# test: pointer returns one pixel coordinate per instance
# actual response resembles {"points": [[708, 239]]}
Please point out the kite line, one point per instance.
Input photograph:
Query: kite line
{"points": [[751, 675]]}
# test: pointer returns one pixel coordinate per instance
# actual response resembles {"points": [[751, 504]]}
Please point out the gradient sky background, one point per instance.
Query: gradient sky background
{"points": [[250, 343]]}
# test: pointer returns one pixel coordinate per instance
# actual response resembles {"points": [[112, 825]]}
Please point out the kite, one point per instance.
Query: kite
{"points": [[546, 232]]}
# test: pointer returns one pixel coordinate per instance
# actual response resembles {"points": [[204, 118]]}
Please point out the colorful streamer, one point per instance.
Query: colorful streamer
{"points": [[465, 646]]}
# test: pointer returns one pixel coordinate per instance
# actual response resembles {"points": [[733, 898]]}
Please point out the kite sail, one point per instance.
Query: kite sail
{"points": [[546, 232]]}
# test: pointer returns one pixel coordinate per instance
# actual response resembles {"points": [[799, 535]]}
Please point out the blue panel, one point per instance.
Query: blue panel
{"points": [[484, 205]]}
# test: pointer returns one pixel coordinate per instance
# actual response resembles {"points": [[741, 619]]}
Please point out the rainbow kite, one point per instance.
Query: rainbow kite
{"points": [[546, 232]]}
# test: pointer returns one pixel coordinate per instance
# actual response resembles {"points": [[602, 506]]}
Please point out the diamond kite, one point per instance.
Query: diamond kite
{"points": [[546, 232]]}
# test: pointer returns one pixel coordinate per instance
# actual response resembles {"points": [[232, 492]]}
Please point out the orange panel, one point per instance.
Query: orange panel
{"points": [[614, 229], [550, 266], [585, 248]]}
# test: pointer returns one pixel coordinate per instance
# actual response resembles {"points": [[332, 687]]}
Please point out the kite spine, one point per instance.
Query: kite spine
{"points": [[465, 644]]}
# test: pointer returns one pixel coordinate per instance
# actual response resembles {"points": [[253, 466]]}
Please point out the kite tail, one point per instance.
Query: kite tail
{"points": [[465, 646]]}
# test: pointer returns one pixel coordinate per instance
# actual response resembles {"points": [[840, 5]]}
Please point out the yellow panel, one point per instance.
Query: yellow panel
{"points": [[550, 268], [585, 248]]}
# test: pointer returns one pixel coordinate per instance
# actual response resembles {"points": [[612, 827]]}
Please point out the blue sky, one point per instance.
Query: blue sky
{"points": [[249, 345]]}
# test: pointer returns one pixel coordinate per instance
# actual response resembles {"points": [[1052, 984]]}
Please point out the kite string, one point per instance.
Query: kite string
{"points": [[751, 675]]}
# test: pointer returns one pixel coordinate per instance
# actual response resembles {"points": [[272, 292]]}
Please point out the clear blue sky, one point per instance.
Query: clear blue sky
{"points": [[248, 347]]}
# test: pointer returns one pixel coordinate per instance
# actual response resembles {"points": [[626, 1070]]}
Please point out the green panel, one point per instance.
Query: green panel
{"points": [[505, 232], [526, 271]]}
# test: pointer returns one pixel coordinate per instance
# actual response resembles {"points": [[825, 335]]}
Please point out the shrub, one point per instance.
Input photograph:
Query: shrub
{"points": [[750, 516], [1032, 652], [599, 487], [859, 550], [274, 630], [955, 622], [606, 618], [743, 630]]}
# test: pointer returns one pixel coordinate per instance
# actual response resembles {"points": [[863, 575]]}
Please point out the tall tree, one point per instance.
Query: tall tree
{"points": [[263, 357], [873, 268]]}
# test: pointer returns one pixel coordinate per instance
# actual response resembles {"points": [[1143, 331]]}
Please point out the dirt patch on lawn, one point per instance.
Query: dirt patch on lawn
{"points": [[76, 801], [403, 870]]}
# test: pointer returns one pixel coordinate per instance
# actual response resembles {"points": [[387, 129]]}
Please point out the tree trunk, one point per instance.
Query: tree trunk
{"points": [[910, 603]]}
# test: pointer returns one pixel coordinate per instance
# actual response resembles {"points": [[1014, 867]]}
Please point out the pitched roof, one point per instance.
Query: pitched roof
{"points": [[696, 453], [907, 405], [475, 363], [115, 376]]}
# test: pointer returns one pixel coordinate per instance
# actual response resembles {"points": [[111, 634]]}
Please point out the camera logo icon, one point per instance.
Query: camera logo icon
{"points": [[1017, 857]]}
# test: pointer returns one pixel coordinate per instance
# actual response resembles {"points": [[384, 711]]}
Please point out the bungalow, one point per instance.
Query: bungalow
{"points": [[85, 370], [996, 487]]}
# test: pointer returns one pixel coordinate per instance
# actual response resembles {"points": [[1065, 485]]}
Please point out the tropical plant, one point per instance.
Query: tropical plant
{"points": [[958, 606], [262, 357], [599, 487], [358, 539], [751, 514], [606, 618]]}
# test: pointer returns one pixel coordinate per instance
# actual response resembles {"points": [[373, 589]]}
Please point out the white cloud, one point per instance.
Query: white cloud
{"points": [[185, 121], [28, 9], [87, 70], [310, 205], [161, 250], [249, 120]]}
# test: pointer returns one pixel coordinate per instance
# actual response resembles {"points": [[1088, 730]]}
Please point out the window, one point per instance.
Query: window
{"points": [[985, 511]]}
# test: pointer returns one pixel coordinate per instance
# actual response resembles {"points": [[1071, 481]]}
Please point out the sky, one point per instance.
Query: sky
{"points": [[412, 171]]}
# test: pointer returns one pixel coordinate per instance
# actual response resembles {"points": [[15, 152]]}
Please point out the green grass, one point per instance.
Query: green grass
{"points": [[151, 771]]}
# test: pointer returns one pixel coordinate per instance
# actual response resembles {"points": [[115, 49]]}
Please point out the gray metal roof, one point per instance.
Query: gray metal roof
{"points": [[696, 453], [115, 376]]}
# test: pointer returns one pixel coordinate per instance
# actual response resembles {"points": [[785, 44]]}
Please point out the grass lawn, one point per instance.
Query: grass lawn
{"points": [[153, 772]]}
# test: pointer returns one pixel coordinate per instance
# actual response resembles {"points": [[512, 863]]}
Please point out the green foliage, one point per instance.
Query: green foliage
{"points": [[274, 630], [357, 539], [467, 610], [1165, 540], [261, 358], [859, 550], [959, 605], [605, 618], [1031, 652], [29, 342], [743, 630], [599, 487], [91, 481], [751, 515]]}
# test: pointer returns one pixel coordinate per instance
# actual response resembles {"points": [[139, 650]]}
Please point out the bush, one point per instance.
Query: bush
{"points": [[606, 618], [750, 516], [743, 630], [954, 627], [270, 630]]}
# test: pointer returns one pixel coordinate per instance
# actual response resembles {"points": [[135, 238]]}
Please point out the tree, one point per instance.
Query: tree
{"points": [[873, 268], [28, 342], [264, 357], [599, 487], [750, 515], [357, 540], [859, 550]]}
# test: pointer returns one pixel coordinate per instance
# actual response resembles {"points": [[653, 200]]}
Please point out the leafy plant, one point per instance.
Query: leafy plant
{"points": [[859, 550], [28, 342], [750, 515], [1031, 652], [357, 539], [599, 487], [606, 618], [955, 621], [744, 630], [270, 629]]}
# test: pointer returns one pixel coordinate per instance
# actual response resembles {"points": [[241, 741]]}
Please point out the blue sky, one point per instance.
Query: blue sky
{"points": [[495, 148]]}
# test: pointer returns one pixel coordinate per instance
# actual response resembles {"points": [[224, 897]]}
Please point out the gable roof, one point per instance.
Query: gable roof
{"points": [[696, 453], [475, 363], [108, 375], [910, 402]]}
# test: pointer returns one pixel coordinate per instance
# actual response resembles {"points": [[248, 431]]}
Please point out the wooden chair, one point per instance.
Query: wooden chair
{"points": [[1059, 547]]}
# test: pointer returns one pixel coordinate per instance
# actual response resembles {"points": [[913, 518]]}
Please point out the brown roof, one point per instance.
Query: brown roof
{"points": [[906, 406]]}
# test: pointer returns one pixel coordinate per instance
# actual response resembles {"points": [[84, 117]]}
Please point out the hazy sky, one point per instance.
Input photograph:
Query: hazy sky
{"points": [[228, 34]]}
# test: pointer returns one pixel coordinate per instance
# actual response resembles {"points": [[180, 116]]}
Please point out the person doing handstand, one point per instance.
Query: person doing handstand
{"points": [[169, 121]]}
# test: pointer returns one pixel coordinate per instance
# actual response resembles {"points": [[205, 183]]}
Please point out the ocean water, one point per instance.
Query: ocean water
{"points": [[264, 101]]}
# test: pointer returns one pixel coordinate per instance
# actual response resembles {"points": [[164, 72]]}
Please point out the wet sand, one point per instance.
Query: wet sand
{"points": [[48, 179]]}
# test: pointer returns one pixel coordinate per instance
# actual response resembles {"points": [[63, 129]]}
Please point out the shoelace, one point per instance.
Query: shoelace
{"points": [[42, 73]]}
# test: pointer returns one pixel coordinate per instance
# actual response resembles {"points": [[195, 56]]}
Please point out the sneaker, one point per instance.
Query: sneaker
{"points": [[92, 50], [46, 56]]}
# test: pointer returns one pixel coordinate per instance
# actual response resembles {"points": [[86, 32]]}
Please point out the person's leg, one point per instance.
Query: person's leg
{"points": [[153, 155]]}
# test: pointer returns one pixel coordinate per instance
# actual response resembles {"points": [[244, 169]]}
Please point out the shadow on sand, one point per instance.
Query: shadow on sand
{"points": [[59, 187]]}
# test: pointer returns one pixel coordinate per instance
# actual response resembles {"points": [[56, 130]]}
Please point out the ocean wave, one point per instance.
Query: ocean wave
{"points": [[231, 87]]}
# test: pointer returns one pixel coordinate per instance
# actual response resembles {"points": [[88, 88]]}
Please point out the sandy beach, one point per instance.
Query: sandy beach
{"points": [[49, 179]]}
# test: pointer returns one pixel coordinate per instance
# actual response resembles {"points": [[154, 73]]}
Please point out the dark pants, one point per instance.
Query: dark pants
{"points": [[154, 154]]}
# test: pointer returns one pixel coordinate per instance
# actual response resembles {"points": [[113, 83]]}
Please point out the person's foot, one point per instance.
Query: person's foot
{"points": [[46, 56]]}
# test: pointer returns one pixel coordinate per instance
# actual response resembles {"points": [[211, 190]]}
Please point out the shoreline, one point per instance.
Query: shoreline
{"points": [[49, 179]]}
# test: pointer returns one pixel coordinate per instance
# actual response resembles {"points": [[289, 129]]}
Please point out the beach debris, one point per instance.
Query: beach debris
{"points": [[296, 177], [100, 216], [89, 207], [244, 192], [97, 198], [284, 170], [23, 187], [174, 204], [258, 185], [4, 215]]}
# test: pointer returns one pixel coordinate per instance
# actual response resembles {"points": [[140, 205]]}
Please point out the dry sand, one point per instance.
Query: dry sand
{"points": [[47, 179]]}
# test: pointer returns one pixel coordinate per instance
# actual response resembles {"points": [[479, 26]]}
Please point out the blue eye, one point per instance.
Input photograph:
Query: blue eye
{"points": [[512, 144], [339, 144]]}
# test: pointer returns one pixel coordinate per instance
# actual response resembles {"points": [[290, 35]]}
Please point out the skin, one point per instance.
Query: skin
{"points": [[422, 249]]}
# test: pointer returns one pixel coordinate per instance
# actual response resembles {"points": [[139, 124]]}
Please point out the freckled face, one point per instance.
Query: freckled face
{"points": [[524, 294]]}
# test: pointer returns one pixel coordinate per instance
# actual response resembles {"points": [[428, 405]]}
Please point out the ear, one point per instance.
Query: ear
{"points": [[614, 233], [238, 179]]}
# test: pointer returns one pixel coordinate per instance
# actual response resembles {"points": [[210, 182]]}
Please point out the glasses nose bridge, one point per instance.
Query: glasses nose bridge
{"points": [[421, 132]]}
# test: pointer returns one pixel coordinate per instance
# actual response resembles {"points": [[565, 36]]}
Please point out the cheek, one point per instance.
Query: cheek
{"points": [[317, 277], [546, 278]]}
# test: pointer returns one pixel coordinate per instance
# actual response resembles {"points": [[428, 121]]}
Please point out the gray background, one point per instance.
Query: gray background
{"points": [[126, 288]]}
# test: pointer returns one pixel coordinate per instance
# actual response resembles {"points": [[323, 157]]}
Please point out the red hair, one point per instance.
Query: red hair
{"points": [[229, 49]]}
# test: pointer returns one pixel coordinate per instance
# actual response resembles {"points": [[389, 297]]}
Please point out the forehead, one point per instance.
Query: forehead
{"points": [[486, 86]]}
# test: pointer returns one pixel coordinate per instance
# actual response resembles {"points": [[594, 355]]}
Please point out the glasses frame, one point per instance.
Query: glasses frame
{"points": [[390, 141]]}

### [DIRECTIONS]
Please return every line from the first one in the records above down to the line containing "Please point out the gradient", including both, exactly as written and nothing more.

### [RESULT FOR THIS EXERCISE]
# test: pointer returns one pixel coordinate per instance
# actual response resembles {"points": [[708, 239]]}
Please point out the kite line, one point per instance.
Input photograph:
Query: kite line
{"points": [[751, 675]]}
# test: pointer returns one pixel coordinate per instance
# actual response resembles {"points": [[751, 504]]}
Please point out the gradient sky background, one point per instance.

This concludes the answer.